_Task description_. Reproduce nothing but the closing run of lines: the line with "Practice step: label each instance of the distant" and each line that follows it to the end of the data.

_Entries shown_.
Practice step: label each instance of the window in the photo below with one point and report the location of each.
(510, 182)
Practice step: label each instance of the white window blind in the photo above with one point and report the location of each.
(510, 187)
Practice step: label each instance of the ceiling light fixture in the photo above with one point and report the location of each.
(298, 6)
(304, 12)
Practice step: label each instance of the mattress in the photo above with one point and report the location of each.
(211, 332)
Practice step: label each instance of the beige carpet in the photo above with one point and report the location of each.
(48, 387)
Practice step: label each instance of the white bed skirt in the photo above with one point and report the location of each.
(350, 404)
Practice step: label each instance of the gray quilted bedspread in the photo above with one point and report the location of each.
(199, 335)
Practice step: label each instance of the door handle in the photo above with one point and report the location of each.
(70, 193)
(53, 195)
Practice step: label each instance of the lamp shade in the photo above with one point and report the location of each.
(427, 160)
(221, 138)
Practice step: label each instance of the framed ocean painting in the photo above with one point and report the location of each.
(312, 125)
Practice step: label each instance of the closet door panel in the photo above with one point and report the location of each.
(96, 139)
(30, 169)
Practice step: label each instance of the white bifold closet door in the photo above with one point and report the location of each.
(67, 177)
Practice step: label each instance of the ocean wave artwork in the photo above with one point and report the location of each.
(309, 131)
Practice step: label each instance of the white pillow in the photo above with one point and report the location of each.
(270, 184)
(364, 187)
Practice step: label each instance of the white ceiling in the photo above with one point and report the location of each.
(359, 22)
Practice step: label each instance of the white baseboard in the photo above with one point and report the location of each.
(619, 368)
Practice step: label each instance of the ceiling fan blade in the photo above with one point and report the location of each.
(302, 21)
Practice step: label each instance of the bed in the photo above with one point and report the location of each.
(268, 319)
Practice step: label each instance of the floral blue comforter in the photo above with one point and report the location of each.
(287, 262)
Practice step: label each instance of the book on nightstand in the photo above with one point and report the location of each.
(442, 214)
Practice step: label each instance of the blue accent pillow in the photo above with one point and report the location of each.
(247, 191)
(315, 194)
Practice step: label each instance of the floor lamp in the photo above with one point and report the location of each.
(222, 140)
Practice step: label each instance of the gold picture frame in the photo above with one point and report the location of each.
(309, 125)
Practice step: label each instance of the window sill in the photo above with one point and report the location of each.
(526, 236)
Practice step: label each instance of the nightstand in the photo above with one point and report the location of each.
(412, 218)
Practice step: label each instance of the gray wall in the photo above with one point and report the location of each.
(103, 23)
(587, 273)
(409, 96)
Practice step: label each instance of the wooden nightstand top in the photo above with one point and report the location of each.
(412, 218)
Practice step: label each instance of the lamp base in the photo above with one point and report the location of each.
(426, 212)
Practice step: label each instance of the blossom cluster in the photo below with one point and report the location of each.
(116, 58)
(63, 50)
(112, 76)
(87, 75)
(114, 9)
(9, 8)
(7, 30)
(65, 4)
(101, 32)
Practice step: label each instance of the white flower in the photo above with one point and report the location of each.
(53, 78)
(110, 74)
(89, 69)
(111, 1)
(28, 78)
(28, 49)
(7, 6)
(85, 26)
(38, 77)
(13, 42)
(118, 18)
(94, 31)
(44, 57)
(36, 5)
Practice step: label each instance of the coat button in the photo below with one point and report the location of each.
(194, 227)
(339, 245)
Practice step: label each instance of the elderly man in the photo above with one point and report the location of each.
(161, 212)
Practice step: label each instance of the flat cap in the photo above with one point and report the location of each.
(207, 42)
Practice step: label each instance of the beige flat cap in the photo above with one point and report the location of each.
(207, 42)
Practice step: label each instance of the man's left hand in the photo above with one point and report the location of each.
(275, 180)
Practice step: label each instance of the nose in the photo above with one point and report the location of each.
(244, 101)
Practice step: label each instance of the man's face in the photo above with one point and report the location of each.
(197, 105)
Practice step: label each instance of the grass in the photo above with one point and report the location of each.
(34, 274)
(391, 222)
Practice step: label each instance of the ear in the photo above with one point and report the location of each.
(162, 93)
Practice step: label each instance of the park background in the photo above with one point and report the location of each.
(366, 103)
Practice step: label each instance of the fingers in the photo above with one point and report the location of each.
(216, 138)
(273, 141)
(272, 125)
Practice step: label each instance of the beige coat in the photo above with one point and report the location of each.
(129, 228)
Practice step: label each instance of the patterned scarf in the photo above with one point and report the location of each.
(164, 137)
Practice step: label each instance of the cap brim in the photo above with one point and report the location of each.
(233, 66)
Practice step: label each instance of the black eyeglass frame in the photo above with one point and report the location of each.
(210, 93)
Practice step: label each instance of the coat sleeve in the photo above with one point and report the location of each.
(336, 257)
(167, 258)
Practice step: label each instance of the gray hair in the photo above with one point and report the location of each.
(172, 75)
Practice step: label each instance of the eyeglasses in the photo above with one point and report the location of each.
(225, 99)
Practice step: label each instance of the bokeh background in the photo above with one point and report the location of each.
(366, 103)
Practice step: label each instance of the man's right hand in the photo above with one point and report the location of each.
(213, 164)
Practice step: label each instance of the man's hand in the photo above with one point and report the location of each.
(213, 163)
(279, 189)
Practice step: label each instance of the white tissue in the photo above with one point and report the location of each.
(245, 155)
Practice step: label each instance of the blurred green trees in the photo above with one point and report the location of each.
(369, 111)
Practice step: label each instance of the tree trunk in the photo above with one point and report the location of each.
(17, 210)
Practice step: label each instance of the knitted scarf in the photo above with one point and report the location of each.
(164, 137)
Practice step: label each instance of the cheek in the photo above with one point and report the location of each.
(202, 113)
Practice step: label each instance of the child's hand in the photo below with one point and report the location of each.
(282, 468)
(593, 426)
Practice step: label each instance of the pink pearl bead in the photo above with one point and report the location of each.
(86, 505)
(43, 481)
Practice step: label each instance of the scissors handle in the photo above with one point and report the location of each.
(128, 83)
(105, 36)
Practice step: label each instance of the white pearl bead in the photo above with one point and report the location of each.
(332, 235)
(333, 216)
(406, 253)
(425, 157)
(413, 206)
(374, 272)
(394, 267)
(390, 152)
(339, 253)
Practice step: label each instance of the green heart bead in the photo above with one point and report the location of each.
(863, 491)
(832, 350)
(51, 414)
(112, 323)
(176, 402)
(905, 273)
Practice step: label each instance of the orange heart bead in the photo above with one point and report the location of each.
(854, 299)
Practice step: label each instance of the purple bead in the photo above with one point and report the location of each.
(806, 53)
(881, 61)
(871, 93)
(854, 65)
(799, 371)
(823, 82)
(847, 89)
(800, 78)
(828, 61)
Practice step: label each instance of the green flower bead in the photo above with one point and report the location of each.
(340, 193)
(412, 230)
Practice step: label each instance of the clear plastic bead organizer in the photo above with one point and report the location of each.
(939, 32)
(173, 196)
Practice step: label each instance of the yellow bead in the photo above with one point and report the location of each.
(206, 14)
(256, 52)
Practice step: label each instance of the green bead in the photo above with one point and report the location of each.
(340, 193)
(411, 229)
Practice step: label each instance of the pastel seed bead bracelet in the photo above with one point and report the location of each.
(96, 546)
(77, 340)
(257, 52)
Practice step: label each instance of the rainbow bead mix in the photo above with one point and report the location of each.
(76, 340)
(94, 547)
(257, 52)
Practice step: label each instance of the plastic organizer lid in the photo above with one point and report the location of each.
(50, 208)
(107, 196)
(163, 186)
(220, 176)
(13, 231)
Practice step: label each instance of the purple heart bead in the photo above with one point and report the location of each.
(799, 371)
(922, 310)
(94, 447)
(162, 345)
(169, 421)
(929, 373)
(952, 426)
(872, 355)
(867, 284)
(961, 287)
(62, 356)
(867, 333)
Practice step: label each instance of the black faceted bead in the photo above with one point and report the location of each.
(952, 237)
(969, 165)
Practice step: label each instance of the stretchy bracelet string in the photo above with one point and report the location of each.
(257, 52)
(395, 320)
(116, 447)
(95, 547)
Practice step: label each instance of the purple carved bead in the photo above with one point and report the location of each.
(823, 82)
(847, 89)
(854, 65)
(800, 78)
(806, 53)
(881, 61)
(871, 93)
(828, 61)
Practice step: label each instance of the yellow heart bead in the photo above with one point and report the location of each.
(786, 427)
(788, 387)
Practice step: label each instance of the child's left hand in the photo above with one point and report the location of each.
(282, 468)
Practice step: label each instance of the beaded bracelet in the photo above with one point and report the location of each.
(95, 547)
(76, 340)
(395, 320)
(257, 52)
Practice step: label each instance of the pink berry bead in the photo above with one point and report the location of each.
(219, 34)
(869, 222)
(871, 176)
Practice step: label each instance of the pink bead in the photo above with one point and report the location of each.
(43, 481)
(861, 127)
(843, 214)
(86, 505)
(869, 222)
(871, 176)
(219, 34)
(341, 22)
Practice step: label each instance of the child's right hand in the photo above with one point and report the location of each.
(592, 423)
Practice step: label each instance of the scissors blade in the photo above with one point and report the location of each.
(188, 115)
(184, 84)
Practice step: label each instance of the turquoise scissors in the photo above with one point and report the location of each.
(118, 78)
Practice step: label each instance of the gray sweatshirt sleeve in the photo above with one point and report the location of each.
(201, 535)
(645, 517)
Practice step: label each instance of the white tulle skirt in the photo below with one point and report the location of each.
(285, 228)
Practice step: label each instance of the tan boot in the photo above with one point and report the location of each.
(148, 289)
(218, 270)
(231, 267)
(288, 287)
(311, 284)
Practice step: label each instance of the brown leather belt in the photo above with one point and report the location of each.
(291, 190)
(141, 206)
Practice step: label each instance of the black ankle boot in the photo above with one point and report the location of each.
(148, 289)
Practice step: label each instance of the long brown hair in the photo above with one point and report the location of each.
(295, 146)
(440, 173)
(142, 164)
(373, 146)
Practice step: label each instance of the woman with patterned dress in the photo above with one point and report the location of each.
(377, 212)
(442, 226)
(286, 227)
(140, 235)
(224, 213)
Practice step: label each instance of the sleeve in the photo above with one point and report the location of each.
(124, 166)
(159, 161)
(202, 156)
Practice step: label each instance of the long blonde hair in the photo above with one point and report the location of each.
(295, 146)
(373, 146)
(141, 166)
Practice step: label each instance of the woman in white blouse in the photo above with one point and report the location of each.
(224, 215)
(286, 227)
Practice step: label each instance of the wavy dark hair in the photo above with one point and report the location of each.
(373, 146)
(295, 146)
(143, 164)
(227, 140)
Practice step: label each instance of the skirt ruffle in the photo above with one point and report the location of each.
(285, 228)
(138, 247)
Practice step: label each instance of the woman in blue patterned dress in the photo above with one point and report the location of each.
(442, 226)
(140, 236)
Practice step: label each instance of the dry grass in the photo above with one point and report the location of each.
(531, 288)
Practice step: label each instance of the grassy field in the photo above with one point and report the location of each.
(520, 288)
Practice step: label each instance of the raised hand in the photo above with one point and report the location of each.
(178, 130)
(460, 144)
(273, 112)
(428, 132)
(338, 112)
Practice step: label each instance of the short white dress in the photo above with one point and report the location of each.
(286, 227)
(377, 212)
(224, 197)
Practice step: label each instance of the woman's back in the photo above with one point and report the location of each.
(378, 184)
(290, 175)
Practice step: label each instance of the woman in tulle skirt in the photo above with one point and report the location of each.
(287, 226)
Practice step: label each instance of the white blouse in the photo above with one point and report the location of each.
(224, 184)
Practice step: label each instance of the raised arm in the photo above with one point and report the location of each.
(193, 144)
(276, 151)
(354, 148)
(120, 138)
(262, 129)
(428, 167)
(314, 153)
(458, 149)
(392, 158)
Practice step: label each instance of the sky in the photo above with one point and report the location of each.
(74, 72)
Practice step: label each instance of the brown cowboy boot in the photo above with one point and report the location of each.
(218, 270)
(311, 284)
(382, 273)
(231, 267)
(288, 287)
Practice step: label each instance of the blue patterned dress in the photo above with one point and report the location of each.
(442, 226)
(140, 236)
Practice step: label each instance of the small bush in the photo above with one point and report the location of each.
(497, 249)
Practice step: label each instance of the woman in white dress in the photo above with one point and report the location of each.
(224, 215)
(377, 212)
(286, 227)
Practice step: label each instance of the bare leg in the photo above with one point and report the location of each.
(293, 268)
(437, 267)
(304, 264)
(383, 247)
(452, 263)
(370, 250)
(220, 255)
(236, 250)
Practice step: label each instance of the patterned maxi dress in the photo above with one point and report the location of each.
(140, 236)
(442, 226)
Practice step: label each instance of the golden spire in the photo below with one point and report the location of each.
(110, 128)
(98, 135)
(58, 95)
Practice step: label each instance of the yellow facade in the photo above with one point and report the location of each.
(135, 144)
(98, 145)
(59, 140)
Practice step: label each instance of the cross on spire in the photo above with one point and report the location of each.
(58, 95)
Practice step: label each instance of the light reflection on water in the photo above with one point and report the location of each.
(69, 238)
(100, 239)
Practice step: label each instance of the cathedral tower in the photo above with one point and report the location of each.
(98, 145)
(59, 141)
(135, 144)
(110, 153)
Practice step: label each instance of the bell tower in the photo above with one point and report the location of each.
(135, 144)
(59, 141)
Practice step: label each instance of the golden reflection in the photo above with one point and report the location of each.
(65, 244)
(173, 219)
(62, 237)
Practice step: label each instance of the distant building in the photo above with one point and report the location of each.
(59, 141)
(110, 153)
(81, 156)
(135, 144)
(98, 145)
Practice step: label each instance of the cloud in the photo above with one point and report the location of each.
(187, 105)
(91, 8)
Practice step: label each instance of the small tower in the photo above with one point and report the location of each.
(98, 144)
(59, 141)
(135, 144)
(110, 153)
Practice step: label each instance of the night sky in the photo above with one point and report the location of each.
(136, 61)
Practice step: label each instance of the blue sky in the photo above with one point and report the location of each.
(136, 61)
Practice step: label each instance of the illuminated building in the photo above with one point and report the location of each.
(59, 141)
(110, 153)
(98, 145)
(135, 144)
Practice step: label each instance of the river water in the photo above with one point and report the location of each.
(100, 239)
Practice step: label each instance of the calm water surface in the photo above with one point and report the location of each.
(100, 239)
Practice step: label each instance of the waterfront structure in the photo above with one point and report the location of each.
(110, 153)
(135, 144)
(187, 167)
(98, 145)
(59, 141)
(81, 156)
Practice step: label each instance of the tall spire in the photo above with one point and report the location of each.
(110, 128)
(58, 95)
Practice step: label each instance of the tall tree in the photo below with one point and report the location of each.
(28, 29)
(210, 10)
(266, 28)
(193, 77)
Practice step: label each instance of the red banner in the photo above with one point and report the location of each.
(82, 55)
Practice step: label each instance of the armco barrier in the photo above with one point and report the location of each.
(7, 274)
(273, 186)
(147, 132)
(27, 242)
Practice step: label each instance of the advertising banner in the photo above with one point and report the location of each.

_Problem solution_.
Practice step: label each instance of the distant building in the photo above with one point and report the location of each.
(59, 141)
(110, 153)
(81, 156)
(135, 144)
(98, 145)
Practice step: label each instance of the cloud in the photo above with one point and report the location of each.
(187, 105)
(91, 8)
Practice step: label each instance of the small tower in the photo above with one point and report the location of each.
(98, 144)
(59, 141)
(135, 144)
(110, 153)
Practice step: label each instance of the night sky in the photo above with one point and report the location of each.
(136, 61)
Practice step: label each instance of the blue sky in the photo above with one point and report the location of each.
(136, 61)
Practice step: label each instance of the illuminated building in the photo above with one point and report the location of each.
(59, 141)
(110, 153)
(98, 145)
(135, 144)
Practice step: label each instance of the river water in the photo above with one point and report the location of each.
(100, 239)
Practice step: label each instance of the calm water surface in the photo above with one point and report the location of each.
(100, 239)
Practice step: label each instance of the waterfront structure in the photo above with one point and report the location of each.
(110, 153)
(135, 144)
(187, 167)
(98, 145)
(59, 141)
(81, 156)
Practice step: label each instance of the tall spire in the photo above with one point and report the location of each.
(110, 128)
(58, 95)
Practice step: label each instance of the tall tree in the photo below with one point and report the location of each.
(28, 29)
(210, 10)
(266, 28)
(193, 77)
Practice step: label each instance of the red banner in the photo above with one point and report the location of each.
(82, 55)
Practice step: label each instance of the armco barrier in the photo above with one point and report the location of each.
(7, 274)
(273, 186)
(147, 132)
(27, 242)
Practice step: label each instance of the advertising banner in the photo above with one point and report the location of each.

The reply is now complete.